→ **Work required**
Retype the entries below exactly, dropping the images.

________________________________________

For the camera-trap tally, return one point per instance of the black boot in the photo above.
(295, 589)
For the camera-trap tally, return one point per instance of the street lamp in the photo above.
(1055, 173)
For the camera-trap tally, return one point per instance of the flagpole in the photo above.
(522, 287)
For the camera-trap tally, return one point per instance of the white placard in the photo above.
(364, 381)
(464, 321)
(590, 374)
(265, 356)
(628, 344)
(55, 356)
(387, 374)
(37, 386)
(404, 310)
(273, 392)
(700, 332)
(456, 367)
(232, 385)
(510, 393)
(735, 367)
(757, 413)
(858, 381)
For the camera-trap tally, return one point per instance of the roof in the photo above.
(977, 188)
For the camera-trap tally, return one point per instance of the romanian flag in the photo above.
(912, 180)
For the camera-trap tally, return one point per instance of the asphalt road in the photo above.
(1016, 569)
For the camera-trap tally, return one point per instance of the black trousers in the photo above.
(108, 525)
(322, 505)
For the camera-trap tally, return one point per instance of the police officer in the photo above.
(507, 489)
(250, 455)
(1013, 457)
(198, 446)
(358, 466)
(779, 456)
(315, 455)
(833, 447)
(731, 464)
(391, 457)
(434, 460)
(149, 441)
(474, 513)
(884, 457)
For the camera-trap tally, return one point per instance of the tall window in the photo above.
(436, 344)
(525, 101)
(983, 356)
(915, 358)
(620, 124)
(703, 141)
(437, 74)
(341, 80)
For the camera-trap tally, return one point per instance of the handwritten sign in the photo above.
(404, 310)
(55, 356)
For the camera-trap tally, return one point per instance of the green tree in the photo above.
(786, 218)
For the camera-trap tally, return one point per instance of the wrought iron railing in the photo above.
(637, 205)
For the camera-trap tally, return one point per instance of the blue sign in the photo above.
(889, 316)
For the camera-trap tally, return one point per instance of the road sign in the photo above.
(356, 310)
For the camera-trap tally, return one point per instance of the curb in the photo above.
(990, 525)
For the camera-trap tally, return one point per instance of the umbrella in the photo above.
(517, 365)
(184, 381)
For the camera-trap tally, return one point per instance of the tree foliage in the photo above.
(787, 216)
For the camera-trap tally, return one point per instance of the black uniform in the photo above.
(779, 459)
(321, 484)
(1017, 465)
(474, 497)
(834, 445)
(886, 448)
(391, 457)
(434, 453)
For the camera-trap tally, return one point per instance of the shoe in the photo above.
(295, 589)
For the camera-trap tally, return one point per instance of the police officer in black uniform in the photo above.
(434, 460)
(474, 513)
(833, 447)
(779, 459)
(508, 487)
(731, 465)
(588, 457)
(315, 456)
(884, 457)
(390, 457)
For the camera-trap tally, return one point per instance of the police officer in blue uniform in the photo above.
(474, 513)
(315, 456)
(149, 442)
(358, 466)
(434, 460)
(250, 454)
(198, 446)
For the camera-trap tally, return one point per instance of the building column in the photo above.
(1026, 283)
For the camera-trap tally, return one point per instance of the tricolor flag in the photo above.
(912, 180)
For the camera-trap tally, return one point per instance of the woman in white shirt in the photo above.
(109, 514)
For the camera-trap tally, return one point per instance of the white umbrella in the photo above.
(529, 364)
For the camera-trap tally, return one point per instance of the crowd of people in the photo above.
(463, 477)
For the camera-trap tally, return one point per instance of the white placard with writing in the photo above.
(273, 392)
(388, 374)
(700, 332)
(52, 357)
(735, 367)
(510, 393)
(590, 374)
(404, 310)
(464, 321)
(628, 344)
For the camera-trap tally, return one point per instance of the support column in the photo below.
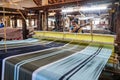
(45, 20)
(24, 29)
(58, 21)
(30, 22)
(15, 22)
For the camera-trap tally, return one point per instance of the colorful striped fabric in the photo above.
(26, 49)
(71, 62)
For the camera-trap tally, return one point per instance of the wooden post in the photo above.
(15, 22)
(24, 29)
(39, 21)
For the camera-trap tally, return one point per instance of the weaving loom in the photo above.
(68, 62)
(42, 66)
(26, 49)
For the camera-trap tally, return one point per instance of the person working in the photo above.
(74, 27)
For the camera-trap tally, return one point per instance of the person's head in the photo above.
(74, 23)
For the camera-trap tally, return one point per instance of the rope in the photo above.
(4, 27)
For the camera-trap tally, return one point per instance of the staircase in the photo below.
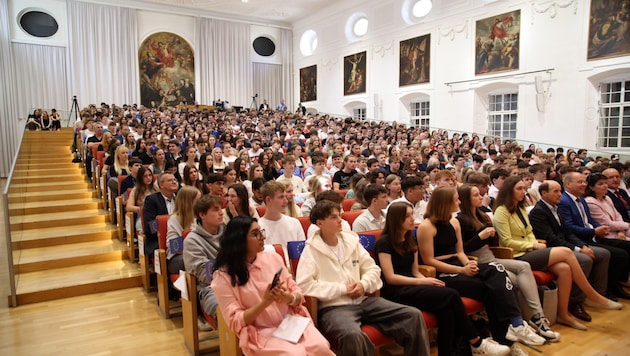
(63, 242)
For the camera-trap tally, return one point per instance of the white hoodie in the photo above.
(322, 276)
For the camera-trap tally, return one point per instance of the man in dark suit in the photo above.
(549, 225)
(160, 203)
(620, 197)
(579, 221)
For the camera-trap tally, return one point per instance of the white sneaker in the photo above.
(490, 347)
(541, 325)
(524, 334)
(202, 324)
(515, 350)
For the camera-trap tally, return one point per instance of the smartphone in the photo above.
(276, 278)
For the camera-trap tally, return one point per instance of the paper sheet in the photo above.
(180, 284)
(291, 328)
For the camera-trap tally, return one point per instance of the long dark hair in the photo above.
(506, 195)
(469, 214)
(396, 214)
(232, 257)
(243, 196)
(592, 179)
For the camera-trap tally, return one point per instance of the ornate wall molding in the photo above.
(452, 32)
(383, 49)
(552, 8)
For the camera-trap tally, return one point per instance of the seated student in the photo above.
(477, 234)
(201, 246)
(280, 228)
(143, 188)
(318, 170)
(256, 200)
(238, 204)
(372, 218)
(215, 183)
(252, 306)
(440, 241)
(288, 164)
(414, 190)
(341, 179)
(339, 272)
(336, 198)
(316, 186)
(396, 254)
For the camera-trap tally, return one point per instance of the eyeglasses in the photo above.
(259, 234)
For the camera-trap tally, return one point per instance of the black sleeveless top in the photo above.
(445, 239)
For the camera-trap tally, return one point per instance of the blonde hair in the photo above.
(118, 167)
(184, 206)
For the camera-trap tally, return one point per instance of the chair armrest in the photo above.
(427, 271)
(311, 305)
(505, 253)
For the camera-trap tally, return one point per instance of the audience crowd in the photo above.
(438, 198)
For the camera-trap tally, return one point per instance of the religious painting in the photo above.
(308, 84)
(415, 55)
(167, 71)
(609, 29)
(497, 43)
(354, 67)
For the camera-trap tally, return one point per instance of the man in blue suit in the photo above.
(578, 220)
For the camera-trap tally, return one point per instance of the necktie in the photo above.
(582, 212)
(625, 203)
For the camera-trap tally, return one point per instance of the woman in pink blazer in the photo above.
(602, 209)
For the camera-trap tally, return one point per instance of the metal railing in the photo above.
(7, 223)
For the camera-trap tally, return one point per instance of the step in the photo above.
(67, 282)
(38, 172)
(49, 186)
(43, 258)
(16, 196)
(56, 206)
(38, 221)
(53, 236)
(51, 178)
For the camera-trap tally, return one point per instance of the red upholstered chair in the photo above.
(350, 216)
(347, 203)
(305, 221)
(163, 277)
(261, 210)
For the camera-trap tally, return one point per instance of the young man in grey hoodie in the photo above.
(201, 247)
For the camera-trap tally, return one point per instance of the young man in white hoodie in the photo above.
(339, 272)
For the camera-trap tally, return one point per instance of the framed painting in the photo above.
(354, 67)
(497, 43)
(415, 60)
(167, 70)
(609, 29)
(308, 83)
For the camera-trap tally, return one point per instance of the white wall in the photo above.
(553, 35)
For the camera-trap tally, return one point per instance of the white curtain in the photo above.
(286, 46)
(11, 129)
(103, 54)
(268, 83)
(224, 61)
(42, 73)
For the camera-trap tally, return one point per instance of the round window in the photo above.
(38, 24)
(264, 46)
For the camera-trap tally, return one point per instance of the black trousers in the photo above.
(494, 288)
(619, 268)
(445, 304)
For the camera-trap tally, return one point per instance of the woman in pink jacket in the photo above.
(602, 208)
(242, 283)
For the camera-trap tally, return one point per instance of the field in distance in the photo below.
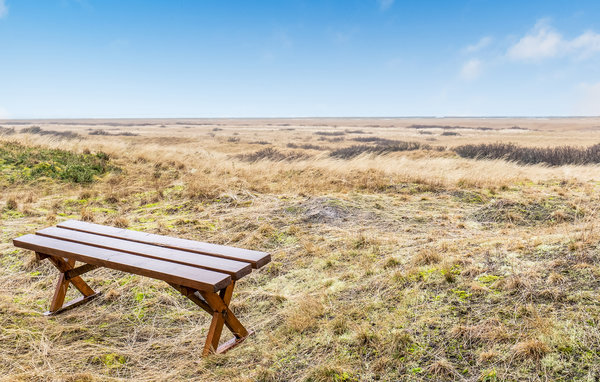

________________________________________

→ **Response area**
For the camera-trap tally, return one point per instance of the black boot in the photo above.
(295, 589)
For the camera-trap tally, return one point per instance of the street lamp in the photo above.
(1055, 173)
For the camera-trap tally, return one point per instance of the flagpole in the photo above.
(522, 287)
For the camera-trap tally, return one point per instance of the white placard in the photo above.
(364, 381)
(464, 321)
(590, 374)
(265, 356)
(628, 344)
(55, 356)
(387, 374)
(37, 386)
(404, 310)
(273, 392)
(700, 332)
(456, 367)
(232, 385)
(510, 393)
(735, 367)
(757, 413)
(858, 381)
For the camera-trap tally, return one point per instance of the roof in the photo above.
(977, 188)
For the camera-trap tally, return one point per instance of the romanian flag in the photo above.
(912, 180)
For the camera-trap tally, return one point per instance of the asphalt road in the photo above.
(1016, 569)
For the camera-trap tally, return one point per instance of the black trousers in the photo above.
(108, 525)
(322, 505)
For the camera-trap tally, return one point per instance of the police officer in the photo above.
(507, 489)
(250, 455)
(1013, 457)
(198, 446)
(358, 466)
(779, 456)
(315, 455)
(833, 447)
(731, 464)
(391, 457)
(434, 460)
(149, 441)
(474, 513)
(884, 457)
For the camera-trap tally, return one point per instance of the tall window in the photo above.
(436, 344)
(525, 101)
(983, 356)
(915, 358)
(620, 124)
(703, 141)
(437, 74)
(341, 80)
For the camera-trap tally, return one point per instance of the handwritten sign in the photo above.
(404, 310)
(55, 356)
For the camera-trap tally, return one point per instance of the green tree in the photo above.
(786, 218)
For the camera-trap tally, return one point per instance of the wrought iron railing in the photo above.
(637, 205)
For the camera-trap tally, return one point per instance of the blue sign in the photo above.
(889, 316)
For the camera-trap tally, return one point per instance of the road sign in the photo above.
(356, 310)
For the camera-trap tally, return one point per instance of the curb in the photo above.
(990, 525)
For the camera-trap tally, return one point per instance of the umbrella in the photo above.
(517, 365)
(184, 381)
For the camera-trap tally, return one point per instance of the tree foliage in the photo above.
(787, 216)
For the camera-trap tally, return one point per instance of the black uniform in the photo above.
(779, 459)
(321, 484)
(1017, 465)
(474, 497)
(834, 445)
(886, 448)
(391, 457)
(434, 453)
For the camera-trap tally, return one point per instance of the shoe in the photo above.
(295, 589)
For the camera-trap tally, return one point per instance of the police officer in black uniform in the photo above.
(434, 460)
(474, 513)
(833, 447)
(779, 459)
(508, 487)
(731, 465)
(588, 457)
(315, 456)
(884, 457)
(390, 457)
For the camera-trap tally, return one point per instance of the police officer in blue uniform in the photo above.
(474, 513)
(315, 456)
(149, 442)
(358, 466)
(434, 460)
(250, 454)
(198, 446)
For the camera-trap tally, return one point per instance of the building column in the photo above.
(1026, 283)
For the camera-trap tally, return one point per instance of the tricolor flag in the photo above.
(912, 180)
For the camera-trap tally, return one point per instance of the woman in white shirt in the photo above.
(109, 514)
For the camera-trap tally, return one point per instance of the white umbrella in the photo above.
(529, 364)
For the camera-trap tally, return one point per instance of the crowd of people in the photo above.
(463, 477)
For the camera-trap tally, return one point per instance of the white placard with writing in the photo above.
(273, 392)
(388, 374)
(700, 332)
(52, 357)
(735, 367)
(510, 393)
(590, 374)
(404, 310)
(464, 321)
(628, 344)
For the camera-trap tally, return one point per instance of the support column in the photo below.
(45, 20)
(24, 29)
(58, 21)
(30, 22)
(15, 22)
For the camera-trap tally, return one point per instance of the colorful striped fabric in the photo above.
(26, 49)
(71, 62)
For the camera-trap tally, return one point per instance of the wooden post in the photo above.
(15, 22)
(24, 29)
(39, 21)
For the camera-trap tally, return one point per instance of the weaving loom in the photo above.
(68, 62)
(42, 66)
(26, 49)
For the camera-trap tally, return one point per instance of the person working in the photo above.
(74, 27)
For the camera-trap tally, return one point per instance of the person's head in the photo above.
(74, 23)
For the camera-trap tally, return one point per instance of the rope in the photo above.
(4, 27)
For the camera-trap tally, return one point per instance of the staircase in the photo below.
(63, 242)
For the camera-trap tally, return one point per instance of the white hoodie in the photo above.
(322, 276)
For the camera-trap tally, return one point per instance of the man in dark suit in the photo above.
(549, 225)
(160, 203)
(620, 197)
(579, 221)
For the camera-trap tally, return one point per instance of the white sneaker in the photo above.
(490, 347)
(541, 325)
(524, 334)
(202, 324)
(515, 350)
For the camera-trap tally, return one point per instance of the smartphone in the photo above.
(276, 278)
For the camera-trap tally, return one point per instance of the paper sheet in the photo above.
(180, 284)
(291, 328)
For the camera-trap tally, return one point per instance of the long dark hair in the photo above.
(506, 195)
(469, 214)
(396, 214)
(232, 257)
(243, 196)
(592, 179)
For the camera-trap tally, return one point per instance of the ornate wall molding in the photo above.
(452, 32)
(383, 49)
(552, 8)
For the camera-trap tally, return one point per instance of the seated student in the photo above.
(477, 234)
(201, 246)
(280, 228)
(143, 188)
(318, 170)
(256, 200)
(238, 204)
(372, 218)
(215, 183)
(252, 306)
(440, 241)
(288, 164)
(414, 190)
(341, 179)
(339, 272)
(336, 198)
(316, 186)
(396, 254)
For the camera-trap tally, return one point per instance of the eyeglasses in the photo above.
(259, 234)
For the camera-trap tally, return one point per instance of the black sleeveless top in the photo above.
(445, 239)
For the camera-trap tally, return one point per instance of the blonde hair in the photo above.
(118, 167)
(184, 206)
For the camera-trap tally, return one point per instance of the chair armrest in the photo above.
(427, 271)
(311, 305)
(505, 253)
For the camera-trap tally, return one point per instance of the audience crowd in the photo above.
(438, 198)
For the camera-trap tally, return one point per instance of the religious painting in the photo above.
(308, 84)
(415, 55)
(167, 71)
(609, 29)
(497, 43)
(354, 67)
For the camera-trap tally, return one point per instance of the man in blue suit in the photo above.
(578, 220)
For the camera-trap tally, return one point per instance of the necktie in the photo above.
(582, 212)
(625, 203)
For the camera-trap tally, return one point per instance of the woman in pink blazer in the photo above.
(602, 209)
For the camera-trap tally, return one point per instance of the metal railing in the photo above.
(7, 223)
For the camera-trap tally, return one point per instance of the step in the photo above.
(67, 282)
(38, 172)
(49, 186)
(43, 258)
(16, 196)
(56, 206)
(38, 221)
(53, 236)
(51, 178)
For the camera-trap tally, return one point per instance of the red upholstered chair in the photo above.
(350, 216)
(347, 203)
(305, 221)
(163, 277)
(261, 210)
For the camera-trap tally, return one point per instance of the young man in grey hoodie in the photo above.
(201, 247)
For the camera-trap tally, return one point per instance of the young man in white hoodie in the photo above.
(339, 272)
For the camera-trap tally, return one point per instance of the framed painting in the photo above.
(354, 67)
(497, 43)
(415, 60)
(167, 70)
(609, 29)
(308, 83)
For the camera-trap tally, return one point per instance of the white wall in the photo above.
(553, 35)
For the camera-trap tally, return one point per instance of the white curtain in the photo above.
(286, 46)
(11, 129)
(103, 54)
(268, 83)
(224, 61)
(42, 73)
For the camera-trap tally, return one point per instance of the round window in the photo above.
(38, 24)
(264, 46)
For the camera-trap tally, return one point per instance of the black trousers in the photo above.
(494, 288)
(619, 268)
(445, 304)
For the camera-trap tally, return one point per instance of the woman in pink jacket in the photo above.
(602, 208)
(242, 283)
For the camera-trap tally, return one point per instance of the field in distance in the photo below.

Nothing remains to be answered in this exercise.